### Excerpted text
________________
Canada’s Jobless Rate Hits 6.8% in November Despite Employment Gains
Canada’s unemployment rate climbed to 6.8% in November, marking the highest level since January 2017, excluding the pandemic years. While the economy added 51,000 jobs last month—mostly in full-time positions—the surge in the labour force participation rate pushed unemployment higher.
Statistics Canada’s latest labour force survey revealed a 0.3 percentage point increase in participation, reflecting more working-age individuals seeking employment. This growth in job seekers outpaced the available opportunities, leading to the uptick in unemployment from 6.5% in October.
A Mixed Labour Market
James Orlando, Director of Economics at TD, called the data “messy,” as the rise in unemployment contrasted sharply with the positive job creation numbers. “A 50,000 job gain would normally signal strong growth, but the labour force’s sudden expansion is driving the higher jobless rate,” Orlando explained.
________________
### Tasks to complete
(a) Translate this sentence from the article on Canada's November unemployment into Spanish: "Statistics Canada’s latest labour force survey revealed a 0.3 percentage point increase in participation, reflecting more working-age individuals seeking employment."
(b) Does the article on Canada's November unemployment support each statement? Answer yes or no for each, quoting the words that decide it. (i) Most of the jobs added in November were full-time positions. (ii) The unemployment rate in October was 6.8%. (iii) James Orlando works for Statistics Canada.
These rows have no connection to the article on Canada's November unemployment.

### Dataset excerpts
________________
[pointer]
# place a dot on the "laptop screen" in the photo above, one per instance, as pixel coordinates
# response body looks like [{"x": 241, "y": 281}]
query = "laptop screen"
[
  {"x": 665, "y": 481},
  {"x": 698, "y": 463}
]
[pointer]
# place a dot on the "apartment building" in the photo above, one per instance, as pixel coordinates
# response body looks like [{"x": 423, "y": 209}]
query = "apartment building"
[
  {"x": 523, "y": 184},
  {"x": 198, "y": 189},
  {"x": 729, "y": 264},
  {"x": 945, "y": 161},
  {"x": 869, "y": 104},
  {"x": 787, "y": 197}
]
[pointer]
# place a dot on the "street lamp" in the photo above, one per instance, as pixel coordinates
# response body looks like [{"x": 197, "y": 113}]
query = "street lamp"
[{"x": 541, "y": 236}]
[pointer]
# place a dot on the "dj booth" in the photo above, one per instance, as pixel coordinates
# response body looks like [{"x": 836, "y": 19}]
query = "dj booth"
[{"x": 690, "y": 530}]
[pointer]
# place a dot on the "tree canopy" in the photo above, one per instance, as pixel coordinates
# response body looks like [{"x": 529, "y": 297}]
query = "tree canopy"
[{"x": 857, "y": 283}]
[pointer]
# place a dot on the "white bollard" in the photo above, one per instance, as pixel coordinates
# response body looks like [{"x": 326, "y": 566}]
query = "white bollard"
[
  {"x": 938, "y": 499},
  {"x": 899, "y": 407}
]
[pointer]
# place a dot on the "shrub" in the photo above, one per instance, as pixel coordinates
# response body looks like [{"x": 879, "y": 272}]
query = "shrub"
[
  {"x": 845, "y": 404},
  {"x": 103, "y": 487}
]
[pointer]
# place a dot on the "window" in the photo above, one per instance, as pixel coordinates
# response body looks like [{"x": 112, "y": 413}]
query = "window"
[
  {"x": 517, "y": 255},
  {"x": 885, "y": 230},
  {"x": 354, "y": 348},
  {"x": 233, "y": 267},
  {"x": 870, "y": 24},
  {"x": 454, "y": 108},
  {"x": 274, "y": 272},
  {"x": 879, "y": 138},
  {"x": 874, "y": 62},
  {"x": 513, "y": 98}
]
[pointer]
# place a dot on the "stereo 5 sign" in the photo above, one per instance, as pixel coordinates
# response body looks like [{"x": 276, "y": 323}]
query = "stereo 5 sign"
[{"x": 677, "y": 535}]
________________
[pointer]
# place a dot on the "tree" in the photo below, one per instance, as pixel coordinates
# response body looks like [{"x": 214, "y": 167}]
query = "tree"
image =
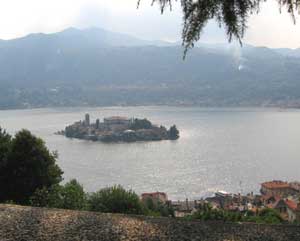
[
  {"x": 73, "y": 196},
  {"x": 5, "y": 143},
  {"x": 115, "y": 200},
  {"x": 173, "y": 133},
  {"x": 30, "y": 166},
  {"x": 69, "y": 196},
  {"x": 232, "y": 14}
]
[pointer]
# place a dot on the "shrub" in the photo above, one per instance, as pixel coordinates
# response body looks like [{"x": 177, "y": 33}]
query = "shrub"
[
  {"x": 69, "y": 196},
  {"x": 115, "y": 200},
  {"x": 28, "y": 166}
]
________________
### Answers for the exercise
(a) La encuesta más reciente sobre la población activa de Statistics Canada reveló un aumento de 0,3 puntos porcentuales en la participación, lo que refleja que más personas en edad de trabajar buscan empleo.

(b)
(i) Yes: "the economy added 51,000 jobs last month—mostly in full-time positions"
(ii) No: "the uptick in unemployment from 6.5% in October"
(iii) No: "James Orlando, Director of Economics at TD"